Excerpted records: Begin

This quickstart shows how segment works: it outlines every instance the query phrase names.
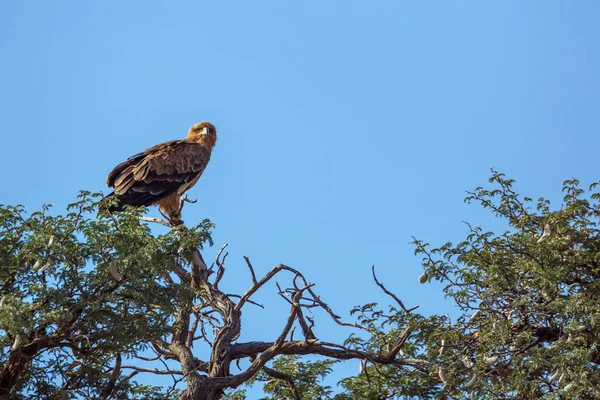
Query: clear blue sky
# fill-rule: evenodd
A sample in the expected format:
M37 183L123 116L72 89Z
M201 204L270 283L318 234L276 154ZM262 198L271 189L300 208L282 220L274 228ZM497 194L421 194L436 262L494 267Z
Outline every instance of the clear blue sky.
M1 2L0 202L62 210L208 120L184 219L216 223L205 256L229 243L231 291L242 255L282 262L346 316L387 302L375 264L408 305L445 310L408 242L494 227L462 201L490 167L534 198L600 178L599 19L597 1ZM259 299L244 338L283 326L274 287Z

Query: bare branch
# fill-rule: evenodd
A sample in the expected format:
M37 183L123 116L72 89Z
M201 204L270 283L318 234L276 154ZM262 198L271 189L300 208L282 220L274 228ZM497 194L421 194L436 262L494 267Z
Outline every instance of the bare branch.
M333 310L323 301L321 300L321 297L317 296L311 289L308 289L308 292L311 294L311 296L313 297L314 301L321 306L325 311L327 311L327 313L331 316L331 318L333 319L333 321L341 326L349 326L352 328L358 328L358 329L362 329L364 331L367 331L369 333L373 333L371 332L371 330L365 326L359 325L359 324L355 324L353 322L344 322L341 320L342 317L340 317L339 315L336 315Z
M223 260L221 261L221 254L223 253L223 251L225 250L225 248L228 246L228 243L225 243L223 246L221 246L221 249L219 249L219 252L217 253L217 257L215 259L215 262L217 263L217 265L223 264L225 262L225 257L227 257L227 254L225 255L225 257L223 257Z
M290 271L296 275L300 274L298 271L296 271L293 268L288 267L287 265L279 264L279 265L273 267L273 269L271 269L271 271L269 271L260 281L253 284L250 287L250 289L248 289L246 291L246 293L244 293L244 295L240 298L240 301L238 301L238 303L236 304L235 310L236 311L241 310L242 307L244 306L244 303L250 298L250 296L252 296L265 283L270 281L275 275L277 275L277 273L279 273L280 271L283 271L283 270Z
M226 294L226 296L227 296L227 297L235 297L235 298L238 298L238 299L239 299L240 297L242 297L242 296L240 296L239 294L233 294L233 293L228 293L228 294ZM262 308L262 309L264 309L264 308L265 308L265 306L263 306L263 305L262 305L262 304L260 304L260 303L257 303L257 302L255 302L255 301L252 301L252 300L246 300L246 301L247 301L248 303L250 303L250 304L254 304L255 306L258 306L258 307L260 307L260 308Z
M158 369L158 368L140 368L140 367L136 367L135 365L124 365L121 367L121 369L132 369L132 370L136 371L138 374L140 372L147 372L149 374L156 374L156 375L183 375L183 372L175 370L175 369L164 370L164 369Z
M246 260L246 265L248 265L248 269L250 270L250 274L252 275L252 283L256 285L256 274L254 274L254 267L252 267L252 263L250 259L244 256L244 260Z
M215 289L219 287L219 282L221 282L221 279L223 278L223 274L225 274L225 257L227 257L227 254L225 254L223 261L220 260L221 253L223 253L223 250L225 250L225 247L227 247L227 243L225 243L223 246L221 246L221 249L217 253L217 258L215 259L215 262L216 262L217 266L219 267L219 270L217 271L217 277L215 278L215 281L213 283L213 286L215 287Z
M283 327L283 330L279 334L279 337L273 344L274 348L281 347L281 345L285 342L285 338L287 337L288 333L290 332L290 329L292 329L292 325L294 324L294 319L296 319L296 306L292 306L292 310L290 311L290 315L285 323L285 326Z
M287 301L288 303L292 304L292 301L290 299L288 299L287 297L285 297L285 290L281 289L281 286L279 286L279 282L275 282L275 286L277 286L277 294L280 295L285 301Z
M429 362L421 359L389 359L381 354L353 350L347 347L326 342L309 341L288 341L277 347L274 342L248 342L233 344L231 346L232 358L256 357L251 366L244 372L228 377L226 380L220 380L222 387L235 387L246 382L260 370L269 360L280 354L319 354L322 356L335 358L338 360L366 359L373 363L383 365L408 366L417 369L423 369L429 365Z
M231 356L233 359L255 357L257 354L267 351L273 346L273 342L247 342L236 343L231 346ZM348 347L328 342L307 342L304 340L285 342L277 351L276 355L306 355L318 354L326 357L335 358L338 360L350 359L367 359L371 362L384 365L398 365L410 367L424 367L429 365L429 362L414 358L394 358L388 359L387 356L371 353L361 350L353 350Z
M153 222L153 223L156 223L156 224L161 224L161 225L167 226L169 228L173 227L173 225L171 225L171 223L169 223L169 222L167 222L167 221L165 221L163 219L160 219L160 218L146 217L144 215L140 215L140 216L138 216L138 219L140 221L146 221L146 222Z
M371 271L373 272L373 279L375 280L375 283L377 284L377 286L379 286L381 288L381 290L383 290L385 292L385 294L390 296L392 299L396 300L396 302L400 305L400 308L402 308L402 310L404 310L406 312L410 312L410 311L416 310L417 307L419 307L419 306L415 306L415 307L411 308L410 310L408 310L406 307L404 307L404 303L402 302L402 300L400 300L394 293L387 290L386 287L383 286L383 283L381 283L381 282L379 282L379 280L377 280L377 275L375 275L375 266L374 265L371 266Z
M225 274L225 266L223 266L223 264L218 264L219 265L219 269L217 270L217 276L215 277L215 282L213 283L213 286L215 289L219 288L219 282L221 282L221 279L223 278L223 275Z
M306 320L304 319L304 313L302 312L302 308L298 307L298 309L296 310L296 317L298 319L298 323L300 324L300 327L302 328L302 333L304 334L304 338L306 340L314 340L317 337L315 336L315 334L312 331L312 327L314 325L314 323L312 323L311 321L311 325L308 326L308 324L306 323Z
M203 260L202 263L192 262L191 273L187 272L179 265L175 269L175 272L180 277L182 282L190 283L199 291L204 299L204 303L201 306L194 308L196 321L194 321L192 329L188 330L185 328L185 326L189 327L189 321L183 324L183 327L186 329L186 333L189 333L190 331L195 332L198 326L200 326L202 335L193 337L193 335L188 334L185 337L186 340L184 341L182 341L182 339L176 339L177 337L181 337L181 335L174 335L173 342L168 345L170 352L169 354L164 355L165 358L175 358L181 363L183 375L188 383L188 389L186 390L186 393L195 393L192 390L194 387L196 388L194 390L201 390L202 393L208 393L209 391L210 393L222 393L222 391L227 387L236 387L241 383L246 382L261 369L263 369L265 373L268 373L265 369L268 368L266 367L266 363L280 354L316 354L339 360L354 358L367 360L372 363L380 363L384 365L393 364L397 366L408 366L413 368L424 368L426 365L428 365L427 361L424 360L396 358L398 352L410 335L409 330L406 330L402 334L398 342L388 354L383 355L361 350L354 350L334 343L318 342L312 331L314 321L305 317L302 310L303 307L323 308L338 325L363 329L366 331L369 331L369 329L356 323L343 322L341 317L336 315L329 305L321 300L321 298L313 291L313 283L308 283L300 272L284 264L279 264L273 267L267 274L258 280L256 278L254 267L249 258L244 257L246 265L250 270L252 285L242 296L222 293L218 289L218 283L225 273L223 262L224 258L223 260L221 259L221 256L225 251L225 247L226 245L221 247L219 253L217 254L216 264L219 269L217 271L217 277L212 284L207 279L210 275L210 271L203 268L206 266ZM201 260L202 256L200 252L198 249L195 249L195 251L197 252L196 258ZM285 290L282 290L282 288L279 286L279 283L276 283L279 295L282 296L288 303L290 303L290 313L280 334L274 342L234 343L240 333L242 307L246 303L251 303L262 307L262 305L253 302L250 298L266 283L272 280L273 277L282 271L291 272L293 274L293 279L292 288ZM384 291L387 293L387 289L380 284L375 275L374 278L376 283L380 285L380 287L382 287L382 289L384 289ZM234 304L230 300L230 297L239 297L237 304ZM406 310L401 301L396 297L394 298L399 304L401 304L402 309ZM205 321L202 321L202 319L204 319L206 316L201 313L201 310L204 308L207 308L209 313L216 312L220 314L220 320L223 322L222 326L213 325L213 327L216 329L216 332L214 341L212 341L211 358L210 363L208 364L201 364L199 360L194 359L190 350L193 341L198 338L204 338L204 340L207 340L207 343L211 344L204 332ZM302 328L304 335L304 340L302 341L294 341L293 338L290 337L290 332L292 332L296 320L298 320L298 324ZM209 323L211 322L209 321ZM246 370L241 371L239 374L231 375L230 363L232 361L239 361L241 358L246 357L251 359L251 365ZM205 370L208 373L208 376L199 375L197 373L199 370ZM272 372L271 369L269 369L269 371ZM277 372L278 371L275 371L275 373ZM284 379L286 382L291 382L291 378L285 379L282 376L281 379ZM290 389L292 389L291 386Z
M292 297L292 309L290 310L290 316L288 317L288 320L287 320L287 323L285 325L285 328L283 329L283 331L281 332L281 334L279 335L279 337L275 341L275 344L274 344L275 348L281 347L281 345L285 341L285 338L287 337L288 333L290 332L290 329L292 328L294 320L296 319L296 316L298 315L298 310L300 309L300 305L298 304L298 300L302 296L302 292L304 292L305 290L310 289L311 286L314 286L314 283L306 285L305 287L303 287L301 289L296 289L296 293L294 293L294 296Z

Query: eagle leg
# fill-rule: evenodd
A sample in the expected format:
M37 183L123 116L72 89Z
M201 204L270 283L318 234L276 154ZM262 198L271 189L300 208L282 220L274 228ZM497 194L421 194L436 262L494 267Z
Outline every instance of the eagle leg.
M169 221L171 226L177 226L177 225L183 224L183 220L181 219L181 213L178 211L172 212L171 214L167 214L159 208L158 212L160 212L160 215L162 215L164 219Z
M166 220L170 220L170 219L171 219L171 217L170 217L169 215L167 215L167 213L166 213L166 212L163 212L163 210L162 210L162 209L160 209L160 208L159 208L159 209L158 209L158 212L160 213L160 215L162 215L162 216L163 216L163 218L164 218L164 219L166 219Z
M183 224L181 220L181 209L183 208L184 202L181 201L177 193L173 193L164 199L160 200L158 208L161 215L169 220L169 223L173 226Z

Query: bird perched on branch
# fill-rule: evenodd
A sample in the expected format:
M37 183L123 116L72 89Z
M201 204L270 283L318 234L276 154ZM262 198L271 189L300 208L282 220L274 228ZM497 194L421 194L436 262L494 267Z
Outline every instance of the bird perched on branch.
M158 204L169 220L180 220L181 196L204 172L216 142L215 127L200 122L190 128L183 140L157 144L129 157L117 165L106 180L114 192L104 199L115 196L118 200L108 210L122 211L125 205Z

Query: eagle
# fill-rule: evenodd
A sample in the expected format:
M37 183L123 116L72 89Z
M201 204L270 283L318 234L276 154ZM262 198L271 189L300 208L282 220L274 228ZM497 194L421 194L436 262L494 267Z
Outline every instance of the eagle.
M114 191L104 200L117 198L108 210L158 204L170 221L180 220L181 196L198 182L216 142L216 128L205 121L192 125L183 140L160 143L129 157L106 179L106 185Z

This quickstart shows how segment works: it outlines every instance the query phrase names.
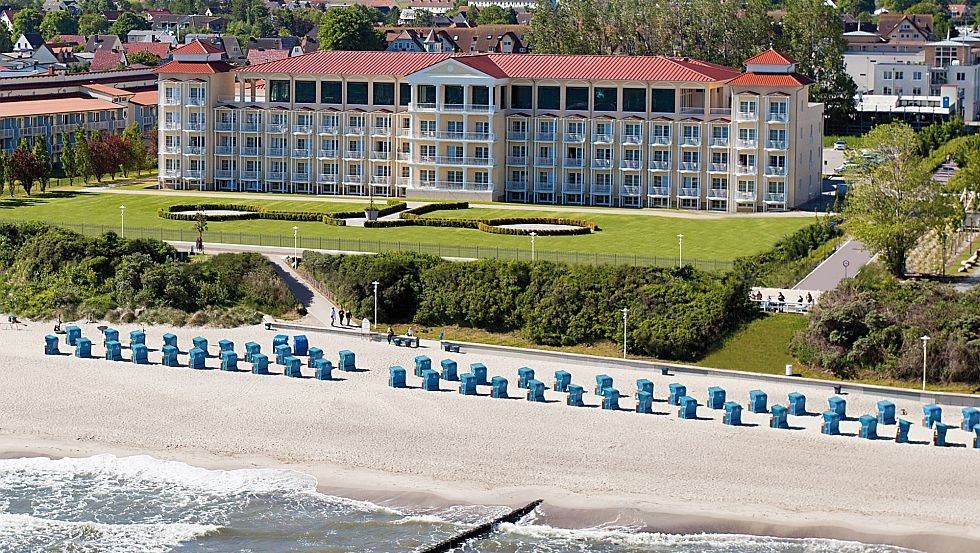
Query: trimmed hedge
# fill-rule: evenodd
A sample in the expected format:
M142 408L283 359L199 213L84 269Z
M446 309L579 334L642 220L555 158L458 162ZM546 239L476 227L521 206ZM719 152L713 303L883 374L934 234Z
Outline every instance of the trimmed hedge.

Excerpted records: End

[Your objective]:
Report the number of lines above holding "trimmed", and only that.

[Output]:
2